# Ce qui est attendu
Recopiez mot pour mot, dans l'extrait ci-dessous sur les exportations de viande bovine française vers la Chine, le passage qui s'ouvre sur les mots contenant « Début novembre, le » et se clôt sur « pour les éleveurs. ».

# Extrait du document
= = = = =

Début novembre, le président chinois Xi Jinping recevait le président Emmanuel Macron accompagné d’une délégation française d’entrepreneurs dans le but de finaliser des contrats et renforcer la présence française sur le sol chinois. Parmi eux se trouvaient des représentants de la filière bovine française, de l’interprofession comme d’entreprises privées. L’objectif affiché : une forte augmentation des exportations de viande bovine française vers l’Empire du Milieu qui passeraient de quelques tonnes aujourd’hui à plus de 20 000 tonnes fin 2020. La Coordination Rurale, qui défend la souveraineté alimentaire de chaque État, met en garde sur cette fuite en avant et souhaite avant tout que les exportations soient rémunératrices pour les éleveurs.

Le marché chinois, un marché convoité

L’accord signé en juin 2018 sur la réouverture du marché chinois aux viandes d’importation européennes a mis fin à 17 ans d’embargo lié à la « crise de la vache folle » survenue en Europe en 2001. Il porte sur de la viande bovine désossée de moins de 30 mois, et représente, selon les acteurs de la filière, une opportunité à ne pas manquer. Depuis 2018, seules 20 à 30 tonnes de viande française ont pu être expédiées vers la Chine, mais l’interprofession estime pouvoir atteindre 20 000 tonnes fin 2020, et 50 000 tonnes à terme.

La France n’est pas le seul pays producteur à vouloir exporter sur le marché chinois

D’après l’Institut de l’Élevage, l’Asie représenterait 31 % de la demande mondiale en viande bovine (60 % de la population) et la Chine demeure le premier importateur mondial de viande bovine, avec des achats en hausse en 2018. Une offre insuffisante pour satisfaire une demande en hausse, corrélée à une crise qui touche de plein fouet la filière porcine chinoise concourent à rendre le marché chinois attractif pour la filière bovine française. Cependant, le marché chinois n’est pas convoité que par la France. Les pays d’Amérique latine et d’Océanie s’accaparent 96 % des exportations vers l’Empire du Milieu : le Brésil (420 000 téc), l’Uruguay (256 000 téc), l’Argentine (235 000 téc), l’Australie (215 000) et la Nouvelle-Zélande (135 000 téc) sont les principaux pays fournisseurs. En mai 2019, 18 pays étaient autorisés à y exporter de la viande bovine. Les experts chinois prévoient cependant une reprise de la production bovine chinoise à l’horizon 2028, à +7 millions de téc (+ 8 %/2018).

= = = = =

# Extrait des données
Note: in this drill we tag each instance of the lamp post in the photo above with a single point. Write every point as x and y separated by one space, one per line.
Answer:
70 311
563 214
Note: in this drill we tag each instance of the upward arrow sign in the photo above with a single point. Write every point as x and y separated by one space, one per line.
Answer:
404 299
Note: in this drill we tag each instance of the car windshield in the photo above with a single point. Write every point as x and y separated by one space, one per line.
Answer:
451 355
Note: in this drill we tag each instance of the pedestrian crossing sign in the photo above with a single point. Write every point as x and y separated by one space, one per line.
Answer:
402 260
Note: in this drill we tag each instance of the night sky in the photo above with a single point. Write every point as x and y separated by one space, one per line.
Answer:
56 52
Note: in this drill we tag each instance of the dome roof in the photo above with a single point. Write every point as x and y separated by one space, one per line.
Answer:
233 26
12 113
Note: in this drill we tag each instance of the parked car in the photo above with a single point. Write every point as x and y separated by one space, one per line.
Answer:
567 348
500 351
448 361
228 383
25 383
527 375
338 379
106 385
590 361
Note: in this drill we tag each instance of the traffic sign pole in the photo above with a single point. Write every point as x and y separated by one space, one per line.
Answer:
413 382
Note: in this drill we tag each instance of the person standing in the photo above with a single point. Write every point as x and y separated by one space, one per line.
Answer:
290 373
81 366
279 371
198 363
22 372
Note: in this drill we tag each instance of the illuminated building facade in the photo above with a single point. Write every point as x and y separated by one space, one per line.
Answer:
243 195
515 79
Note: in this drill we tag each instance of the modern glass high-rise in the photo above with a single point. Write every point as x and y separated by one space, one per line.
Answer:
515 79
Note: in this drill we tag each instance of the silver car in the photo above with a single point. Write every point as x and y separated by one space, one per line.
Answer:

= = = = =

# Résultat obtenu
Début novembre, le président chinois Xi Jinping recevait le président Emmanuel Macron accompagné d’une délégation française d’entrepreneurs dans le but de finaliser des contrats et renforcer la présence française sur le sol chinois. Parmi eux se trouvaient des représentants de la filière bovine française, de l’interprofession comme d’entreprises privées. L’objectif affiché : une forte augmentation des exportations de viande bovine française vers l’Empire du Milieu qui passeraient de quelques tonnes aujourd’hui à plus de 20 000 tonnes fin 2020. La Coordination Rurale, qui défend la souveraineté alimentaire de chaque État, met en garde sur cette fuite en avant et souhaite avant tout que les exportations soient rémunératrices pour les éleveurs.